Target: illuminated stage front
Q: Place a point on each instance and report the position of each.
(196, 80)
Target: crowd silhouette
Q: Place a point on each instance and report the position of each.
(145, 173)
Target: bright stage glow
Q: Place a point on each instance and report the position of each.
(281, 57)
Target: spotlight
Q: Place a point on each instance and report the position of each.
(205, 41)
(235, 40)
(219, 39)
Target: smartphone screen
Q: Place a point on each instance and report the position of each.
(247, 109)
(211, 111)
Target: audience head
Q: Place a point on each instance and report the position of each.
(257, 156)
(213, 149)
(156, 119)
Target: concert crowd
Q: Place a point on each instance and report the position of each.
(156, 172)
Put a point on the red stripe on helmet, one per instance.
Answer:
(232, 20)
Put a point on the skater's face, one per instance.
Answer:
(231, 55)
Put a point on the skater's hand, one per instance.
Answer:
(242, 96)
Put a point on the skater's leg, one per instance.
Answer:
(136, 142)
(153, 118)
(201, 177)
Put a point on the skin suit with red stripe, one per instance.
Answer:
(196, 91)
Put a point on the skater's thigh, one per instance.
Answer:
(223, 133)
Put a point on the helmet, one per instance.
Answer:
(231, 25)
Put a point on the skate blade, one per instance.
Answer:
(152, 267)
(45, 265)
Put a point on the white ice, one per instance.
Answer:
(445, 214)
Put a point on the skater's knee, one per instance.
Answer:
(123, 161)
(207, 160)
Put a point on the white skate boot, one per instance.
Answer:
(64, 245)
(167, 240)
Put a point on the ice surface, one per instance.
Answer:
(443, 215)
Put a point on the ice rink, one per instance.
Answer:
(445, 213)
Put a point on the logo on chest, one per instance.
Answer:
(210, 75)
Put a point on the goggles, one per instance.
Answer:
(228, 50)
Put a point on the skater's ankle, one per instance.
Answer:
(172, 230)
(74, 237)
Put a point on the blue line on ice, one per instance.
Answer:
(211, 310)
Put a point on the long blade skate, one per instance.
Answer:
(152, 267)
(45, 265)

★ ★ ★ ★

_Requirements_. Write out again, word for word, the lines of the material from the one containing "Put a point on the ice surface, one" through the very last line, including both.

_Completed task_.
Put a point on the ice surface, one per instance.
Answer:
(443, 215)
Put a point on the ice rink, one per instance.
Answer:
(445, 213)
Put a point on the logo on chest, one per instance.
Answer:
(210, 75)
Put a point on the goggles, one per instance.
Answer:
(228, 50)
Put a point on the skater's ankle, one per instance.
Answer:
(172, 230)
(74, 237)
Put a point on the blue line on ice, one per instance.
Answer:
(211, 310)
Put a point on the long blade skate, one per instance.
Answer:
(152, 267)
(45, 265)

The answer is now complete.